### [PROBLEM TO WORK ON]
Nothing but the pictures should be left out when the entries below are duplicated.

### [DATASET CONTENT]
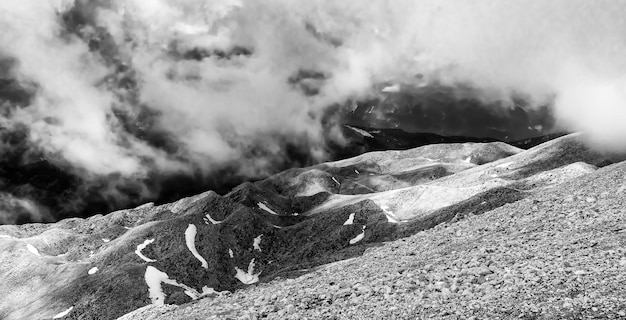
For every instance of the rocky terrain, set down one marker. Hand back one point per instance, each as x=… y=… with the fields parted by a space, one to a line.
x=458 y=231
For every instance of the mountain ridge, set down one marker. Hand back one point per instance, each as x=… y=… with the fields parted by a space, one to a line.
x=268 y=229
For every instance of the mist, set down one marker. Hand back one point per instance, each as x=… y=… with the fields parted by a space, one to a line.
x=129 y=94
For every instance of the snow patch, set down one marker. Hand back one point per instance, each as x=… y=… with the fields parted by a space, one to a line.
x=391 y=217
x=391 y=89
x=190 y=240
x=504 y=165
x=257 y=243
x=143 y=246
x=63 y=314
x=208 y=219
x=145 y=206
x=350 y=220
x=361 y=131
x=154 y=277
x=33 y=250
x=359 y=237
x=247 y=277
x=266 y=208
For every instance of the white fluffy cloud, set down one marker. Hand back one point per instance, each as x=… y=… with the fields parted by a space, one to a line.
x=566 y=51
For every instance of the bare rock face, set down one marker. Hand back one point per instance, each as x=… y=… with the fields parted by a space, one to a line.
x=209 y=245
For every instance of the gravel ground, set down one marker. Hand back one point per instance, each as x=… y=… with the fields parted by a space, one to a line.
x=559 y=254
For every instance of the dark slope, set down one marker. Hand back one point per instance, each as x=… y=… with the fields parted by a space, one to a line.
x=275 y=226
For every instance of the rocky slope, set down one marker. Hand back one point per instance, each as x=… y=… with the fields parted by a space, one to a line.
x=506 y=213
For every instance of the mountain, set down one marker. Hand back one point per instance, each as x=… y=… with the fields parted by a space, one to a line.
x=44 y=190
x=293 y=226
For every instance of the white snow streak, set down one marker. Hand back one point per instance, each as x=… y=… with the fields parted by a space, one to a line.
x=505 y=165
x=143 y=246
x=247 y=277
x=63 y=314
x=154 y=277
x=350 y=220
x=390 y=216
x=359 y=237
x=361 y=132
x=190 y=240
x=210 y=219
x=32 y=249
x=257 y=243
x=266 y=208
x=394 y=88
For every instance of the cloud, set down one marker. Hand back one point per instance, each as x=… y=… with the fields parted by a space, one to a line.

### [RESPONSE TO THIS TASK]
For every instance of the rocky terrain, set down one marker. Hand back one point per instance, each as x=… y=… with the fields parted by a space, one to a line.
x=458 y=231
For every instance of the mountain ridge, set down one marker. Hand back one point per instance, each as x=… y=… with the fields parted by a space, one to a line.
x=268 y=229
For every instance of the mist, set down one marker. Hand back one point per instance, each as x=… y=… with the fields parted by a space, one to a line.
x=129 y=94
For every instance of the snow patch, set down one marker. Hand back one point per instance, each as x=… y=… with the fields parted by a space, one to a line.
x=391 y=217
x=391 y=89
x=190 y=240
x=504 y=165
x=257 y=243
x=143 y=246
x=63 y=314
x=208 y=219
x=145 y=206
x=350 y=220
x=361 y=131
x=154 y=277
x=33 y=250
x=359 y=237
x=247 y=277
x=266 y=208
For every instance of the white fluffy cloud, set down one marker. Hand back one point per instance, each as x=… y=… with the fields parted by a space, one to a line.
x=566 y=51
For every instance of the bare rock face, set down one marker. Hand back one point per instance, each as x=… y=… with the fields parted by a space, one to a line.
x=209 y=245
For every instance of the gravel ground, set down one marker. Hand back one point per instance, each as x=… y=… with the fields parted by a space, one to a line.
x=559 y=254
For every instance of the dark slope, set down one marker. Hand back one point per instance, each as x=… y=… with the fields parted by a space, one to a line.
x=275 y=226
For every instance of the rocky slope, set down one marker. Hand back one point per instance, each as x=… y=… with the fields parted by a space, one to a line.
x=506 y=213
For every instance of the mountain, set down one marker. Hand back one point per instance, each as x=… y=… with the fields parted by a space, one to a line.
x=44 y=190
x=293 y=226
For every instance of the white snow streak, set down one marker. Hand back one point per instance, each as x=… y=… with the fields parted by a space, one to a line.
x=505 y=165
x=143 y=246
x=247 y=277
x=63 y=314
x=154 y=277
x=350 y=220
x=390 y=216
x=359 y=237
x=361 y=132
x=190 y=240
x=210 y=219
x=32 y=249
x=257 y=243
x=266 y=208
x=394 y=88
For every instance of the cloud, set down one marker. Hand back one point per instance, each as x=… y=… with the fields parted by a space, one to a line.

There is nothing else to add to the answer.